> [What to work on]: Count the lines in the material below that contain the word "image". Give only that number.

> [Supplied entries]:
___

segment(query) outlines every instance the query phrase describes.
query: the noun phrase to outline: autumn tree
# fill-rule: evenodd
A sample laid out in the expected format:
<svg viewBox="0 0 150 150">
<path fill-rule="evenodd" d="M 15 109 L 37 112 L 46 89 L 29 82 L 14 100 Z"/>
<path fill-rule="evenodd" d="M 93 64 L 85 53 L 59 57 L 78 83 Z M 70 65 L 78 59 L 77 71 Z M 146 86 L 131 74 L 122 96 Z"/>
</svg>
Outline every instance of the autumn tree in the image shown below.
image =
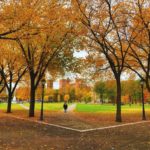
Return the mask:
<svg viewBox="0 0 150 150">
<path fill-rule="evenodd" d="M 15 45 L 15 44 L 14 44 Z M 4 42 L 1 44 L 0 73 L 8 92 L 7 113 L 11 112 L 13 94 L 21 78 L 26 73 L 26 65 L 16 47 Z"/>
<path fill-rule="evenodd" d="M 150 92 L 150 2 L 135 0 L 132 4 L 132 15 L 129 34 L 132 34 L 130 51 L 126 66 L 135 72 L 146 83 Z"/>
<path fill-rule="evenodd" d="M 100 102 L 103 104 L 104 94 L 106 92 L 105 82 L 99 81 L 99 82 L 95 83 L 94 91 L 99 95 Z"/>
<path fill-rule="evenodd" d="M 121 74 L 129 50 L 127 40 L 131 40 L 128 35 L 128 5 L 118 0 L 75 0 L 74 3 L 79 13 L 77 18 L 84 25 L 81 34 L 87 41 L 88 49 L 105 58 L 113 72 L 117 85 L 116 121 L 121 122 Z"/>
<path fill-rule="evenodd" d="M 28 3 L 27 3 L 28 2 Z M 73 60 L 73 45 L 75 37 L 72 36 L 72 26 L 68 20 L 69 8 L 63 1 L 43 1 L 41 4 L 27 1 L 24 9 L 27 13 L 27 27 L 16 42 L 20 46 L 23 59 L 26 62 L 30 78 L 30 110 L 29 116 L 34 116 L 35 92 L 40 80 L 47 70 L 52 73 L 67 68 Z M 19 4 L 20 5 L 20 4 Z M 32 16 L 32 17 L 31 17 Z"/>
</svg>

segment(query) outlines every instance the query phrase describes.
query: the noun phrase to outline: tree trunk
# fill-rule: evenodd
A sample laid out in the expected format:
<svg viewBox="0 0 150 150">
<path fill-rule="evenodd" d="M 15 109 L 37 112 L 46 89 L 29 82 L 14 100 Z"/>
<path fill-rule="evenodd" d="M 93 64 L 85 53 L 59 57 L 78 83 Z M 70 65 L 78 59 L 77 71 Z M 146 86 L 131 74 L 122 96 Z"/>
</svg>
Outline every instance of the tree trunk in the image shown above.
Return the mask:
<svg viewBox="0 0 150 150">
<path fill-rule="evenodd" d="M 31 77 L 31 89 L 30 89 L 30 109 L 29 109 L 29 117 L 34 117 L 34 108 L 35 108 L 35 86 L 34 86 L 34 78 Z"/>
<path fill-rule="evenodd" d="M 8 92 L 7 113 L 11 113 L 12 93 Z"/>
<path fill-rule="evenodd" d="M 121 81 L 120 77 L 116 79 L 117 82 L 117 109 L 116 109 L 116 122 L 122 122 L 121 118 Z"/>
<path fill-rule="evenodd" d="M 100 94 L 100 101 L 103 104 L 103 93 Z"/>
</svg>

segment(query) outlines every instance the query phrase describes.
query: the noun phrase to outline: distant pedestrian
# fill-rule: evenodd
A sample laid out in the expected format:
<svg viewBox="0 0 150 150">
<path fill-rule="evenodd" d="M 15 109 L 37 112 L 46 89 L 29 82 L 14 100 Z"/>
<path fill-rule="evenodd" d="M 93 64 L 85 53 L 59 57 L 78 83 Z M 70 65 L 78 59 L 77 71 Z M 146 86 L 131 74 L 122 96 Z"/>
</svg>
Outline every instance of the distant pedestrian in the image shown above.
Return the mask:
<svg viewBox="0 0 150 150">
<path fill-rule="evenodd" d="M 66 102 L 64 103 L 63 107 L 64 107 L 64 112 L 66 113 L 67 112 L 67 108 L 68 108 L 68 105 L 67 105 Z"/>
</svg>

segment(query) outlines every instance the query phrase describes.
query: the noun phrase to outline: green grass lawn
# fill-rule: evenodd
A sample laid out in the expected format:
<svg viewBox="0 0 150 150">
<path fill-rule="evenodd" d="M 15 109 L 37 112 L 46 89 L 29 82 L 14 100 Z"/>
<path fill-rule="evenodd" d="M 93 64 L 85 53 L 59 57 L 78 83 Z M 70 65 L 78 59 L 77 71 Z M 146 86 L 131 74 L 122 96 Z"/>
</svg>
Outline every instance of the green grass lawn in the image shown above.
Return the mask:
<svg viewBox="0 0 150 150">
<path fill-rule="evenodd" d="M 136 112 L 141 111 L 142 106 L 137 105 L 122 105 L 122 112 Z M 150 105 L 145 105 L 146 110 L 150 110 Z M 112 104 L 77 104 L 77 112 L 115 112 L 116 106 Z"/>
<path fill-rule="evenodd" d="M 29 103 L 23 103 L 24 106 L 29 107 Z M 71 104 L 69 104 L 70 106 Z M 0 110 L 6 110 L 7 109 L 7 103 L 0 103 Z M 35 103 L 35 110 L 41 109 L 41 103 Z M 14 104 L 12 103 L 12 110 L 24 110 L 23 107 L 20 106 L 20 104 Z M 63 110 L 63 103 L 44 103 L 44 110 L 49 111 L 60 111 Z M 142 110 L 142 106 L 140 104 L 137 105 L 122 105 L 122 112 L 128 113 L 128 112 L 138 112 Z M 150 110 L 150 105 L 145 104 L 145 110 Z M 116 111 L 116 106 L 112 104 L 83 104 L 83 103 L 77 103 L 76 105 L 76 112 L 109 112 L 113 113 Z"/>
</svg>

___

> [Reply]: 5